Source material below:

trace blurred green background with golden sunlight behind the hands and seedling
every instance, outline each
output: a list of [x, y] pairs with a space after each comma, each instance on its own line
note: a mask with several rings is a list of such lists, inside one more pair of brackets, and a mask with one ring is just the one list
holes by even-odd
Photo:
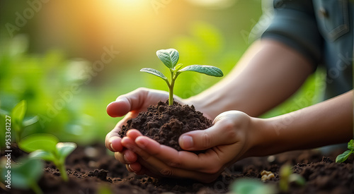
[[[166, 73], [156, 50], [177, 49], [180, 63], [210, 64], [227, 74], [251, 43], [247, 37], [261, 14], [259, 0], [0, 1], [1, 110], [7, 114], [27, 101], [25, 117], [39, 121], [23, 136], [103, 143], [119, 121], [106, 114], [107, 104], [137, 87], [167, 90], [159, 78], [139, 72]], [[321, 75], [263, 117], [318, 102]], [[175, 94], [187, 98], [218, 80], [185, 73]], [[3, 132], [0, 138], [4, 142]]]

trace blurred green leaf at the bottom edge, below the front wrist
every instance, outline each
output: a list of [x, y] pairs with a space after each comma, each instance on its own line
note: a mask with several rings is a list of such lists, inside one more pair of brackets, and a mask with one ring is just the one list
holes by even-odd
[[232, 193], [235, 194], [270, 194], [275, 193], [275, 188], [256, 179], [241, 178], [232, 183]]

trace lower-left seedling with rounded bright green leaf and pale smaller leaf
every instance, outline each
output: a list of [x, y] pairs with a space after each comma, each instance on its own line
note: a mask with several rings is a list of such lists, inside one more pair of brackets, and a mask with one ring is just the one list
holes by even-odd
[[65, 169], [65, 159], [75, 150], [76, 143], [59, 143], [54, 135], [38, 133], [21, 140], [19, 147], [25, 152], [30, 152], [29, 157], [31, 158], [53, 162], [59, 169], [62, 179], [69, 180]]

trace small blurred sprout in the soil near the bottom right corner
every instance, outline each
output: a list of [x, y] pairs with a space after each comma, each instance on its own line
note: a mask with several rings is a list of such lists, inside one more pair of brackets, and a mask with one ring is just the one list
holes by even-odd
[[299, 174], [292, 173], [292, 169], [289, 164], [283, 165], [279, 170], [279, 174], [279, 188], [283, 192], [287, 192], [289, 190], [290, 183], [297, 183], [298, 186], [304, 186], [306, 183], [304, 177]]

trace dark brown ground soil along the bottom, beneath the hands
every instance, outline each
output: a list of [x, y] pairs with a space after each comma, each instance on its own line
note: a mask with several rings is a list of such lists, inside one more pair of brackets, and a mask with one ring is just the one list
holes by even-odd
[[[12, 148], [16, 150], [15, 147]], [[199, 183], [197, 181], [137, 176], [128, 172], [103, 143], [79, 146], [67, 158], [69, 181], [63, 182], [59, 171], [50, 163], [45, 163], [44, 174], [39, 185], [44, 193], [228, 193], [229, 186], [239, 178], [261, 180], [261, 171], [272, 171], [275, 178], [266, 184], [278, 186], [279, 169], [290, 164], [295, 173], [303, 176], [305, 186], [290, 185], [288, 193], [354, 193], [353, 157], [342, 164], [333, 162], [343, 150], [336, 150], [324, 156], [318, 150], [285, 152], [270, 157], [251, 157], [242, 159], [226, 169], [216, 181]], [[25, 155], [16, 152], [13, 160]], [[1, 152], [4, 157], [4, 152]], [[16, 180], [13, 180], [16, 181]], [[0, 193], [32, 193], [30, 190], [11, 188]]]

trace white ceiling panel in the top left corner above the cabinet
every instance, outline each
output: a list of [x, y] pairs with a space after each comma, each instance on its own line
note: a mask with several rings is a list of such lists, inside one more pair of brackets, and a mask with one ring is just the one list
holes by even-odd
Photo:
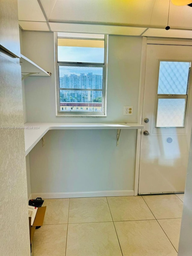
[[46, 21], [37, 0], [18, 0], [19, 20]]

End of Source material.

Exercise instructions: Search the entries for the string "corner" and collect each line that has it.

Reply to the exercise:
trace small blurred sprout in the soil near the bottom right corner
trace white ceiling panel in the top left corner above the cabinet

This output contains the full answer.